AVAILABLE DATA -
------------

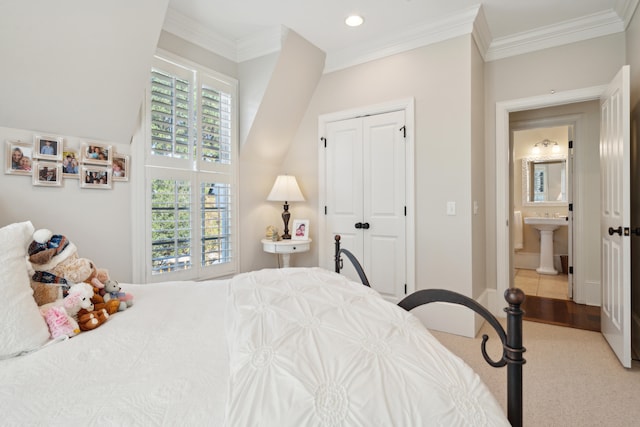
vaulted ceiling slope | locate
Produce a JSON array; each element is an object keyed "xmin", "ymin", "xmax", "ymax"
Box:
[
  {"xmin": 0, "ymin": 0, "xmax": 168, "ymax": 143},
  {"xmin": 164, "ymin": 0, "xmax": 638, "ymax": 72}
]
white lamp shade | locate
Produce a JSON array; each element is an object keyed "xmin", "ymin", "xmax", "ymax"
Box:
[{"xmin": 267, "ymin": 175, "xmax": 304, "ymax": 202}]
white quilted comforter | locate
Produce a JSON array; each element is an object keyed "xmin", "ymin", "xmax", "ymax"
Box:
[
  {"xmin": 227, "ymin": 269, "xmax": 509, "ymax": 427},
  {"xmin": 0, "ymin": 268, "xmax": 508, "ymax": 427},
  {"xmin": 0, "ymin": 281, "xmax": 228, "ymax": 427}
]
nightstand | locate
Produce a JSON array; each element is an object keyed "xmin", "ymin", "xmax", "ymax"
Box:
[{"xmin": 262, "ymin": 239, "xmax": 311, "ymax": 268}]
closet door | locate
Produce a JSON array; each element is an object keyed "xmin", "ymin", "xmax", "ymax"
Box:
[
  {"xmin": 325, "ymin": 119, "xmax": 364, "ymax": 260},
  {"xmin": 325, "ymin": 111, "xmax": 406, "ymax": 302}
]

------------

OBJECTIVE -
Rewrite every entry above with "nightstand" replaced by "bedside table" and everything else left unchanged. Leave the pictures out of your answer.

CORRECT OUTPUT -
vaulted ceiling slope | locate
Produce a JSON array; each element is an object keyed "xmin", "ymin", "xmax", "ymax"
Box:
[
  {"xmin": 0, "ymin": 0, "xmax": 168, "ymax": 143},
  {"xmin": 164, "ymin": 0, "xmax": 638, "ymax": 72}
]
white lamp shade | locate
Produce a JSON array; each element is an object keyed "xmin", "ymin", "xmax", "ymax"
Box:
[{"xmin": 267, "ymin": 175, "xmax": 304, "ymax": 202}]
white quilted comforter | locate
Produce a JSON array; each element is an object keyed "xmin", "ymin", "xmax", "ymax"
Box:
[
  {"xmin": 227, "ymin": 269, "xmax": 509, "ymax": 427},
  {"xmin": 0, "ymin": 268, "xmax": 508, "ymax": 427},
  {"xmin": 0, "ymin": 281, "xmax": 228, "ymax": 427}
]
bedside table | locate
Produce a JSON array; each element is an object keyed "xmin", "ymin", "xmax", "ymax"
Box:
[{"xmin": 262, "ymin": 239, "xmax": 311, "ymax": 268}]
closet door | locate
Produce a JSON array; each element is an object keyed "xmin", "ymin", "xmax", "ymax"
Box:
[
  {"xmin": 325, "ymin": 119, "xmax": 364, "ymax": 260},
  {"xmin": 325, "ymin": 111, "xmax": 406, "ymax": 302}
]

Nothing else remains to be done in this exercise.